TASK BRIEF:
Copy the listing below word for word, from the line containing "Could you provide the mask of every instance of the floor" up to and including the line containing "[[207,322],[207,356],[214,357],[268,341],[268,312]]".
○ ○ ○ ○ ○ ○ ○
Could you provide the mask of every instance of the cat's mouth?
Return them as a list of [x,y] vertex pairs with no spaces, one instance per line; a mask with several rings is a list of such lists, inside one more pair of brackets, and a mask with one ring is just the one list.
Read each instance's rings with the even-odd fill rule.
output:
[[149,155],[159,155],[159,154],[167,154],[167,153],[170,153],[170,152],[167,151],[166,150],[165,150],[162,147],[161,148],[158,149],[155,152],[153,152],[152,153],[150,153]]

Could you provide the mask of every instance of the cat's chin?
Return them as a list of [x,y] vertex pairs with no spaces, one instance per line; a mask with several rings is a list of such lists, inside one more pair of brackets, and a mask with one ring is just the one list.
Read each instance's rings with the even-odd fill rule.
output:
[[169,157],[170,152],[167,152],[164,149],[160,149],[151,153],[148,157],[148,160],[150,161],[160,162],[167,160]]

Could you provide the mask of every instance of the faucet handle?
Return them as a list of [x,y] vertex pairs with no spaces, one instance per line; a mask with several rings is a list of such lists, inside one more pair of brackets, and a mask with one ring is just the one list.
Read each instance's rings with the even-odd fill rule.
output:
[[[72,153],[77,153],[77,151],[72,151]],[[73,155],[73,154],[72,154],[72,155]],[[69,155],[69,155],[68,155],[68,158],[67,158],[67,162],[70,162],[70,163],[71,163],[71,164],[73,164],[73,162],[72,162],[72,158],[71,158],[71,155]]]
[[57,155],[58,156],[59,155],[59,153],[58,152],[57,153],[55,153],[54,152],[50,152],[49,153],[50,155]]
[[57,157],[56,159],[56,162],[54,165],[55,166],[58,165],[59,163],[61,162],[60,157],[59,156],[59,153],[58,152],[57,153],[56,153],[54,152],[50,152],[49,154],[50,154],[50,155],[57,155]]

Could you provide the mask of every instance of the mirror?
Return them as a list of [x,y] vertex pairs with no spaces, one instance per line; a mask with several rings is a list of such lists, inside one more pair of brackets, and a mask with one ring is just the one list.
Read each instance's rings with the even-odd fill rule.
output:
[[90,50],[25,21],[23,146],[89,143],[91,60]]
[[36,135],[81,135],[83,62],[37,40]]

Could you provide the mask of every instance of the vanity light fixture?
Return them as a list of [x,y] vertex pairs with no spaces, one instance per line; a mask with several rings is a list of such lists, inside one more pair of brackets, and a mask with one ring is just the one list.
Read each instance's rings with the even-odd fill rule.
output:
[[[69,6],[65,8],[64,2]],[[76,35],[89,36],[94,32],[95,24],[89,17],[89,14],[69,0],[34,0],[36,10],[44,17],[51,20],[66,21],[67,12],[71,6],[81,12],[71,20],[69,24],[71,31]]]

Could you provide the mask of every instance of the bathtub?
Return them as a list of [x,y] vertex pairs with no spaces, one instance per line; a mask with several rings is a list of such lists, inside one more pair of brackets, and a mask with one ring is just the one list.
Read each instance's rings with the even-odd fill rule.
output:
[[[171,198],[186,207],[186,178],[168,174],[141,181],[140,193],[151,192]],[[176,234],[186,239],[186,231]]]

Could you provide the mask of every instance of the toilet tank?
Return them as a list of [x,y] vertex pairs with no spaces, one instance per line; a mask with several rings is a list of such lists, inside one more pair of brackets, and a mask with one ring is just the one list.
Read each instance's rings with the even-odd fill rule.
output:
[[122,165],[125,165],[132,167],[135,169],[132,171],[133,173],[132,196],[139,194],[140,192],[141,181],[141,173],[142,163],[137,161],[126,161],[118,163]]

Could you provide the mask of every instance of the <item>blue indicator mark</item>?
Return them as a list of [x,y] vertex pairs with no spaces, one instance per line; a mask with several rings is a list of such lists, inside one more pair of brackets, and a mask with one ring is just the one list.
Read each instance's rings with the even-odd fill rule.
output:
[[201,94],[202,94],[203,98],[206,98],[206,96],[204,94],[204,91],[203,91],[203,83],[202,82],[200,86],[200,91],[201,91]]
○ ○ ○ ○ ○ ○ ○
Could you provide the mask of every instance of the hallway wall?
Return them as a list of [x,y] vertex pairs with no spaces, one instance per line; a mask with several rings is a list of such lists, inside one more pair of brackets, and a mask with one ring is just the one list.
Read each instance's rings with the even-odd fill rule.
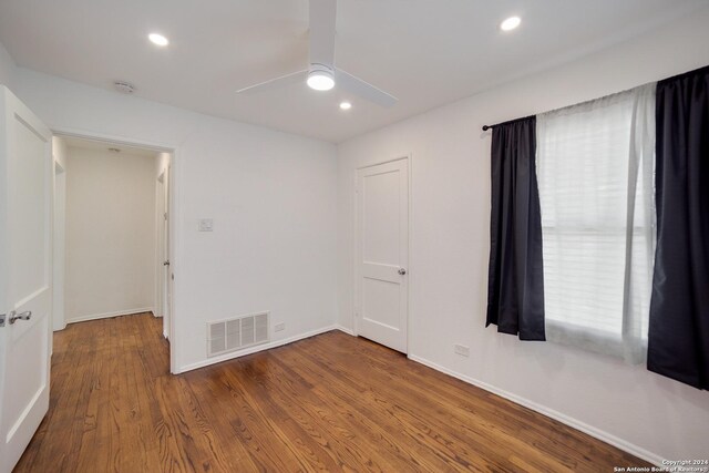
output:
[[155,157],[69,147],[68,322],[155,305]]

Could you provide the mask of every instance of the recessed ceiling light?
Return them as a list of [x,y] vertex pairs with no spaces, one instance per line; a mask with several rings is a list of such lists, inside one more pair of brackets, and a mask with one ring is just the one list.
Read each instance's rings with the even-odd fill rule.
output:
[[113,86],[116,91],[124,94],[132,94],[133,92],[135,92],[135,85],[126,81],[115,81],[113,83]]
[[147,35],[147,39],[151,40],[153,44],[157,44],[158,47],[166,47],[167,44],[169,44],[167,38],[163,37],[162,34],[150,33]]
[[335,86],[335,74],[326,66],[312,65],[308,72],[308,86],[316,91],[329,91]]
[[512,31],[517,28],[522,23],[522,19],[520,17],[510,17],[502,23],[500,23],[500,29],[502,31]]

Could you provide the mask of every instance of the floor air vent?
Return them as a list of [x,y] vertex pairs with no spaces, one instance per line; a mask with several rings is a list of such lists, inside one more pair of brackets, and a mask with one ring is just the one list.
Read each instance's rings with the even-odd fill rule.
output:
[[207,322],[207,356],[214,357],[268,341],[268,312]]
○ ○ ○ ○ ○ ○ ○
FULL ANSWER:
Could you provide the mask of every instance of the floor air vent?
Return them as a list of [x,y] vertex pairs with no spaces, one instance per line; a mask with several rings is a list of such lists, inside one more pair of brackets, and a mask with one ring is just the one list.
Read each instance's rings with the even-odd fill rule.
output:
[[207,322],[207,356],[214,357],[268,341],[268,312]]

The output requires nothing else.